- **PROMPT**:
Copy every entry word for word. Skip the pictures.

====== MATERIAL SUPPLIED ======

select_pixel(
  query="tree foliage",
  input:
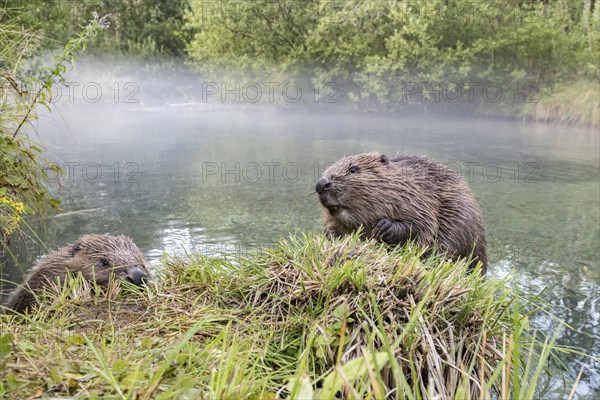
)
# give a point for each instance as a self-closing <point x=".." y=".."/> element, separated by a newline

======

- **ANSWER TO THIS PROBLEM**:
select_pixel(
  query="tree foliage",
  input:
)
# give a point for each instance as a self-closing <point x=".." y=".."/> element, separated by a newline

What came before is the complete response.